» REQUISITOS DEL PROBLEMA
Reproduce solo las líneas del listado que van desde la que contiene "Expected content: framed" hasta la que contiene "0 689 1176 934", ambas incluidas y con sus solicitudes. Incrementa en 104 cada coordenada de los cuadros delimitadores de las respuestas.

» FILAS DE ENTRADA

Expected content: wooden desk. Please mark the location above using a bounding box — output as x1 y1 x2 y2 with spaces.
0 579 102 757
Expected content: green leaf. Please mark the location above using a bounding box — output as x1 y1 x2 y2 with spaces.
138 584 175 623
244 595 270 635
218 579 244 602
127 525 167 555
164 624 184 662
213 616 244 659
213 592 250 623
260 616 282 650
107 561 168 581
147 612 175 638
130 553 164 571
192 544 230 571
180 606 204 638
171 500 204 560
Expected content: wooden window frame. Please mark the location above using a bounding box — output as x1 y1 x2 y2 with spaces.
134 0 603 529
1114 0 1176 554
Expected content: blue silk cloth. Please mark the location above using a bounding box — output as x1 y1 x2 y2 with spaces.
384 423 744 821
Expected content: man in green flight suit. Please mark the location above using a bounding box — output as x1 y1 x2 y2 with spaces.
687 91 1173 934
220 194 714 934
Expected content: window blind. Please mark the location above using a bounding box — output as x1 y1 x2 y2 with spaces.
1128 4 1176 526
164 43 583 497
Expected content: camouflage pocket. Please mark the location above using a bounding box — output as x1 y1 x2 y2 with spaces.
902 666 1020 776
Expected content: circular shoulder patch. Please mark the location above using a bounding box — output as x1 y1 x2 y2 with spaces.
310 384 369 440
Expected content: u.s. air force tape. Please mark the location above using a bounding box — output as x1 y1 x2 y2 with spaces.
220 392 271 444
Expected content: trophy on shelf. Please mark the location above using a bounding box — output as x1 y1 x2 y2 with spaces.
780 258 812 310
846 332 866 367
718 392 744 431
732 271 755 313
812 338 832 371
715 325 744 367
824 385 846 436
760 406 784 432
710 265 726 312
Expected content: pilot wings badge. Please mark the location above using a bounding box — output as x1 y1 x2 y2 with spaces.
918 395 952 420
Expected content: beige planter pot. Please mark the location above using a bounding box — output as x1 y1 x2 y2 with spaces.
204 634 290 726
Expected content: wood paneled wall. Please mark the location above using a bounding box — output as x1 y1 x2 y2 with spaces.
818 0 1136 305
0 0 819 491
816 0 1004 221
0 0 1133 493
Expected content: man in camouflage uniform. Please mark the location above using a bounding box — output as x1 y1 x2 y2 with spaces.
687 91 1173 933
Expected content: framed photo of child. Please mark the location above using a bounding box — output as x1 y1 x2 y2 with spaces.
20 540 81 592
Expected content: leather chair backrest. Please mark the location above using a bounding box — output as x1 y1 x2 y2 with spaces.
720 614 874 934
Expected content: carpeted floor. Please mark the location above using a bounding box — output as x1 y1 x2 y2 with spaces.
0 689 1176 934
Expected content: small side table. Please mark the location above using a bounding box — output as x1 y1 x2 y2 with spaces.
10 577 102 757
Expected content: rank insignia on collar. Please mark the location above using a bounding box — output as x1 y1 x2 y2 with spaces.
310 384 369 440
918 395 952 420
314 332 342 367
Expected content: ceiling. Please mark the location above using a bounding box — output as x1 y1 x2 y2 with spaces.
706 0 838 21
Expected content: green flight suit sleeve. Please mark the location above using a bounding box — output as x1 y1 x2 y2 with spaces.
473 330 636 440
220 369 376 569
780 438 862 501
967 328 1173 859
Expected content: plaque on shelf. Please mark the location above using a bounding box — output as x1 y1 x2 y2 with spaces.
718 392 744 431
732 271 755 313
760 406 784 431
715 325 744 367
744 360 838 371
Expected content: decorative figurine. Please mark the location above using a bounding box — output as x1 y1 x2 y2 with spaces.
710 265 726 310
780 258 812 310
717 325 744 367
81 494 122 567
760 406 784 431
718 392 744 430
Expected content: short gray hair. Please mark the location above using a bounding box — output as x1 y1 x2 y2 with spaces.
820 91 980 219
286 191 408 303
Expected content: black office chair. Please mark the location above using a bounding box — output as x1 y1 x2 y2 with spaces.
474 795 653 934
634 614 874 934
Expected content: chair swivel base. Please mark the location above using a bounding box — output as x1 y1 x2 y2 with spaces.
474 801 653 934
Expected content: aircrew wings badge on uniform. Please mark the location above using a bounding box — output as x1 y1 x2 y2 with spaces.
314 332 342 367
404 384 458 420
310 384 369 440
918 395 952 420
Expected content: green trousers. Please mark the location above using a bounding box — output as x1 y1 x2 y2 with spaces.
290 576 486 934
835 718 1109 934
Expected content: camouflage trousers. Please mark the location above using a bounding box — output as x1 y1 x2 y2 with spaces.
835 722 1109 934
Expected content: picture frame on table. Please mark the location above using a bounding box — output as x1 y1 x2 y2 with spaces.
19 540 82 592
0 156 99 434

» SALIDA COMPLETA
Expected content: framed photo of child. Please mark the location above using a bounding box — output as x1 y1 x2 y2 with spaces.
124 644 185 696
Expected content: leather chair backrest. Please mark the location above using a bounding box — output as x1 y1 x2 y2 with spaces.
824 718 978 1038
Expected content: carpeted floor. Please mark the location above using a bounding box — output as x1 y1 x2 y2 with spaces.
104 793 1280 1038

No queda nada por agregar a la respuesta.